# Raw data

## Overview

In this project we use the following raw data:

* *Corine Land Cover* (CLC) from 2018 and information about the class nomenclature.

* Sentinel-2 grid

* Harmonized Landsat Sentinel-2 (HLS)

This notebook describes the raw data collection and creation process. 
Thus all the data described here can be found in the *data/raw* folder.

In [1]:
%load_ext autoreload
%autoreload 2
%matplotlib inline

import geopandas as gpd
from pathlib import Path
from shapely import wkt
from urllib.request import urlretrieve

import nasa_hls

from src import configs
prjconf = configs.ProjectConfigParser()

We will prepare the data for the following tiles this notebook:

In [2]:
tilenames = prjconf.get("Params", "tiles").split(" ")

Material for this task -
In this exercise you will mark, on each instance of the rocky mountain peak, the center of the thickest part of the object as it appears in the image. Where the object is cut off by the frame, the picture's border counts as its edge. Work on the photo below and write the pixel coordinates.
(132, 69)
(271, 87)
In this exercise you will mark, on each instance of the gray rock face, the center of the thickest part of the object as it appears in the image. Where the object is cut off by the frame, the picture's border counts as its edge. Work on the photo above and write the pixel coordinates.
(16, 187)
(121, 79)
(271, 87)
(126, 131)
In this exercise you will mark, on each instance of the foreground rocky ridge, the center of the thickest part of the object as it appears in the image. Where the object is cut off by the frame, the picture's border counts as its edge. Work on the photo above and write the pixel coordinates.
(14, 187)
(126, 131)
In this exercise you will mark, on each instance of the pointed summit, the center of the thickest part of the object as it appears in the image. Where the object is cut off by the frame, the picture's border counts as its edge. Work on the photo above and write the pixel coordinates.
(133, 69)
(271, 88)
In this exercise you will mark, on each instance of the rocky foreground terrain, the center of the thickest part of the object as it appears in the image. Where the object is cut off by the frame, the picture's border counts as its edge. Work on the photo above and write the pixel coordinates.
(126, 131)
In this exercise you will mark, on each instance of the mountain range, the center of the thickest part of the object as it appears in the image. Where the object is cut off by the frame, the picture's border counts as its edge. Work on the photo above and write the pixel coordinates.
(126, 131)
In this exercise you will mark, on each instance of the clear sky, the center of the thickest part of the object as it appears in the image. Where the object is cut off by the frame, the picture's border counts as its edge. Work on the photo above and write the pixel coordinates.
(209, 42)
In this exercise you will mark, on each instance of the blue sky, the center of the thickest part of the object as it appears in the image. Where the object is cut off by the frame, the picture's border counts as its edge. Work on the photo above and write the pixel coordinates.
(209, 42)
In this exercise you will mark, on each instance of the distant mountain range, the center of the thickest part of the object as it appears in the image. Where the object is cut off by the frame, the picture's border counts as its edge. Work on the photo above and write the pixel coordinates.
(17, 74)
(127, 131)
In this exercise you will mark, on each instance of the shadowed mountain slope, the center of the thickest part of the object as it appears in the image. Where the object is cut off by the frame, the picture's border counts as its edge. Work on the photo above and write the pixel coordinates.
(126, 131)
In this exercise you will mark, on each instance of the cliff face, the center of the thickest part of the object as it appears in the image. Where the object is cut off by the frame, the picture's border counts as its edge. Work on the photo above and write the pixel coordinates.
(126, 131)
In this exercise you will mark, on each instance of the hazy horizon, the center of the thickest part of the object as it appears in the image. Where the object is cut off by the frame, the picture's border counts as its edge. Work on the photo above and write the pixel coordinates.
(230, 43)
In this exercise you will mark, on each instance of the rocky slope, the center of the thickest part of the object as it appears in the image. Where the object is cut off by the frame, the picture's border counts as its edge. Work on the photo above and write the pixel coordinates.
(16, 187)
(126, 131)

Task instructions -
1 – How many lines of the listing contain the word "range"? Reply with the number alone.
2 – Pick up the raw data notebook after its last line and continue it.

The answers -
1 – 2

2 –
tilenames

['32UNU', '32UPU', '32UQU', '33UUP']

## Create raw data

### CLC

We downloaded *Corine Land Cover Raster - 100m* dataset manually after registration from [Copernicus Land Monitoring Service](https://land.copernicus.eu/pan-european/corine-land-cover/clc2018?tab=download) and extracted the file into *data/raw/clc/clc2018_clc2018_v2018_20b2_raster100m*.
The most important file is *data/raw/clc/clc2018_clc2018_v2018_20b2_raster100m/clc2018_clc2018_V2018.20b2.tif*

We copied the CLC legend from the *CORINE LAND COVER LEGEND* table found on the [nomenclature site of clc.gios.gov.pl](http://clc.gios.gov.pl/index.php/9-gorne-menu/clc-informacje-ogolne/58-klasyfikacja-clc-2), pasted it into LibreOffice Calc and saved it as ';'-separated csv file under *data/raw/clc/clc_legend_raw.csv*.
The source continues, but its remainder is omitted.